*EXTRAIT À LIRE:*
┌──

L’art du départ en aviculture

Publié le 28 juin 2014

poussinJe rénove ma cuisine. Nous avons changé les armoires et je fais la finition du comptoir en céramique 24 par 24. Grosse job! C’est une céramique polie et lustrée et je dois faire de la découpe. Elle se doit d’être parfaite. J’ai bien demandé conseil au vendeur de la céramique. Il me conseille fortement de faire la découpe avec une scie à eau. J’ai bien chez moi une petite scie à eau pas chère, pas chère. Je l’ai regardée et elle ne m’a pas inspiré confiance. Trop petite pour ces grandes tuiles. Je suis allé en louer une commerciale, neuve, presque pas utilisée. Valeur de vente à 1 300 $! Wow! Ça va bien aller. Je m’installe. C’est un départ!

└──

*CONSIGNE:*
Résumez l'extrait en deux phrases. Les entrées proviennent d'une autre source que l'extrait.

*ENTRÉES EXTRAITES:*
┌──

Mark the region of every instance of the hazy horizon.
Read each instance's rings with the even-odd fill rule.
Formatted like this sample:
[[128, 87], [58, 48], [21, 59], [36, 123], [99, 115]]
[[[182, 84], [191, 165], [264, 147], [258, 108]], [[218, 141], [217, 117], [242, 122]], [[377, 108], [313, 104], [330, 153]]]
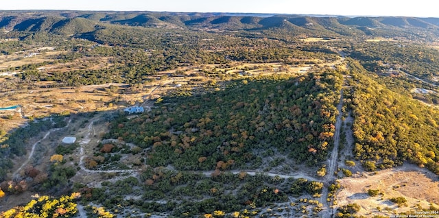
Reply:
[[303, 1], [261, 0], [203, 1], [137, 0], [77, 0], [60, 1], [16, 0], [2, 3], [1, 10], [80, 10], [80, 11], [149, 11], [200, 13], [289, 14], [346, 16], [416, 16], [439, 17], [431, 1], [394, 1], [370, 0], [367, 3], [346, 0], [315, 0], [310, 4]]

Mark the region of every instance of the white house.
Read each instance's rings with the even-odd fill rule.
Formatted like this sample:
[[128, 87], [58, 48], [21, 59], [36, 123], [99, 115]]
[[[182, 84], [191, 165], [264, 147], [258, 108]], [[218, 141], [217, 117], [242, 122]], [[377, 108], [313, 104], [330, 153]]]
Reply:
[[64, 144], [73, 144], [76, 141], [76, 137], [64, 137], [62, 143]]
[[143, 109], [143, 107], [141, 106], [132, 106], [125, 108], [125, 110], [123, 110], [123, 112], [128, 113], [128, 114], [143, 113], [144, 111], [145, 110]]

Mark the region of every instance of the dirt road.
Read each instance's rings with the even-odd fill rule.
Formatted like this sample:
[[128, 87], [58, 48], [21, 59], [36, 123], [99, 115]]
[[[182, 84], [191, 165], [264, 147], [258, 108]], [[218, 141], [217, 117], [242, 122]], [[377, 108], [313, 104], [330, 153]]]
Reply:
[[327, 175], [324, 177], [323, 182], [325, 183], [325, 186], [322, 191], [322, 195], [320, 196], [320, 203], [323, 204], [324, 208], [323, 209], [322, 216], [322, 217], [332, 217], [333, 215], [333, 209], [331, 208], [331, 202], [328, 202], [328, 185], [330, 182], [333, 182], [337, 179], [337, 177], [334, 175], [337, 169], [337, 158], [338, 156], [338, 146], [340, 141], [340, 129], [342, 128], [342, 117], [343, 117], [343, 112], [342, 111], [342, 107], [343, 106], [343, 89], [340, 90], [340, 101], [337, 106], [337, 110], [338, 110], [338, 116], [337, 116], [337, 120], [335, 121], [335, 132], [334, 133], [334, 148], [331, 153], [331, 158], [329, 159], [329, 164], [327, 167]]

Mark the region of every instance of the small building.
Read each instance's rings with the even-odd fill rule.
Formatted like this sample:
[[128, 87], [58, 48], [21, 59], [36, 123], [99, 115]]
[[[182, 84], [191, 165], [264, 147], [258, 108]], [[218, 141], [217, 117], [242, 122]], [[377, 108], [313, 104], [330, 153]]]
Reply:
[[143, 113], [144, 111], [145, 110], [143, 109], [143, 107], [141, 106], [132, 106], [125, 108], [125, 110], [123, 110], [123, 112], [128, 113], [128, 114]]
[[73, 144], [76, 141], [76, 137], [64, 137], [62, 143], [64, 144]]

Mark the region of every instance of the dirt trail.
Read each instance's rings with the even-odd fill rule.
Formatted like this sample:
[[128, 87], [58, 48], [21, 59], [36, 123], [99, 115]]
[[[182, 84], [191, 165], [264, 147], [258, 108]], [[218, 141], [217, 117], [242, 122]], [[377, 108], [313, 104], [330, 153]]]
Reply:
[[[207, 176], [207, 177], [211, 177], [213, 173], [215, 173], [215, 171], [192, 171], [191, 172], [193, 173], [202, 173], [203, 175]], [[250, 175], [255, 175], [257, 173], [262, 173], [263, 175], [268, 175], [270, 177], [275, 177], [275, 176], [278, 176], [281, 178], [284, 178], [284, 179], [288, 179], [288, 178], [294, 178], [294, 179], [298, 179], [298, 178], [304, 178], [304, 179], [307, 179], [309, 181], [318, 181], [320, 179], [308, 175], [305, 173], [290, 173], [290, 174], [279, 174], [279, 173], [270, 173], [270, 172], [259, 172], [259, 171], [251, 171], [251, 170], [232, 170], [232, 171], [222, 171], [224, 173], [231, 173], [234, 175], [237, 175], [239, 174], [241, 172], [244, 172], [246, 173], [247, 174]]]
[[20, 171], [21, 171], [21, 169], [23, 169], [23, 167], [24, 167], [25, 166], [26, 166], [29, 163], [29, 161], [30, 161], [30, 159], [32, 158], [32, 156], [34, 156], [34, 153], [35, 152], [35, 147], [36, 147], [36, 145], [38, 143], [40, 143], [42, 141], [46, 139], [46, 138], [47, 138], [47, 136], [49, 136], [49, 135], [50, 135], [50, 134], [51, 134], [52, 132], [68, 127], [69, 125], [70, 124], [71, 121], [71, 119], [69, 119], [69, 122], [67, 122], [67, 125], [64, 128], [51, 129], [51, 130], [49, 130], [49, 132], [47, 132], [46, 133], [46, 134], [44, 136], [44, 137], [43, 137], [43, 138], [37, 141], [35, 143], [34, 143], [34, 145], [32, 145], [32, 148], [30, 150], [30, 153], [29, 154], [29, 156], [27, 157], [27, 159], [26, 159], [26, 160], [21, 165], [21, 166], [20, 166], [20, 167], [19, 167], [19, 169], [17, 169], [17, 170], [16, 170], [14, 172], [14, 173], [12, 173], [12, 178], [14, 178], [15, 177], [16, 177], [16, 175], [19, 173], [20, 173]]
[[101, 170], [101, 169], [86, 169], [84, 166], [84, 158], [86, 156], [84, 152], [84, 145], [90, 143], [91, 139], [90, 138], [90, 135], [91, 134], [92, 131], [95, 132], [95, 130], [93, 128], [93, 123], [95, 121], [92, 121], [90, 122], [90, 124], [87, 126], [87, 133], [86, 136], [84, 137], [84, 139], [80, 142], [80, 145], [81, 145], [81, 148], [80, 150], [80, 163], [79, 166], [81, 167], [81, 169], [86, 173], [135, 173], [137, 171], [134, 169], [109, 169], [109, 170]]
[[330, 182], [337, 179], [334, 175], [335, 169], [337, 169], [337, 158], [338, 156], [338, 146], [340, 141], [340, 129], [342, 128], [342, 117], [343, 117], [343, 112], [342, 111], [342, 107], [343, 106], [343, 89], [340, 90], [340, 101], [337, 106], [337, 110], [338, 110], [338, 116], [337, 116], [337, 120], [335, 121], [335, 133], [334, 133], [334, 148], [331, 153], [331, 159], [329, 159], [329, 164], [327, 167], [327, 175], [323, 180], [325, 186], [322, 191], [322, 195], [320, 196], [320, 203], [324, 205], [324, 210], [322, 214], [322, 217], [332, 217], [333, 215], [333, 209], [331, 208], [331, 203], [329, 202], [327, 199], [328, 198], [329, 190], [328, 185]]

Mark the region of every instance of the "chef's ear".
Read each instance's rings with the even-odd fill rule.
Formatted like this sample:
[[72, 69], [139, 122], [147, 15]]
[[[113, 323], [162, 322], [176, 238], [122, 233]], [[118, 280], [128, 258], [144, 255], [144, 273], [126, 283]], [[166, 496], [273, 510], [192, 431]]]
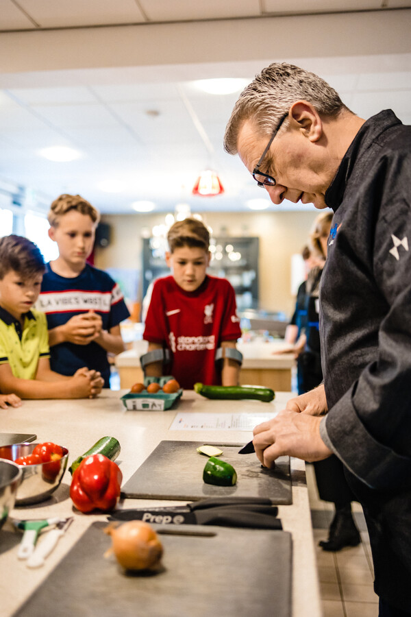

└──

*RÉPONSE ATTENDUE:*
Dans une cuisine en rénovation, les armoires ont été changées et la finition d'un comptoir en céramique polie et lustrée de 24 par 24 exige une découpe parfaite. Sur le conseil du vendeur, une scie à eau commerciale presque neuve, d'une valeur de 1 300 $, a été louée, car la petite scie à eau de la maison semblait trop petite pour ces grandes tuiles.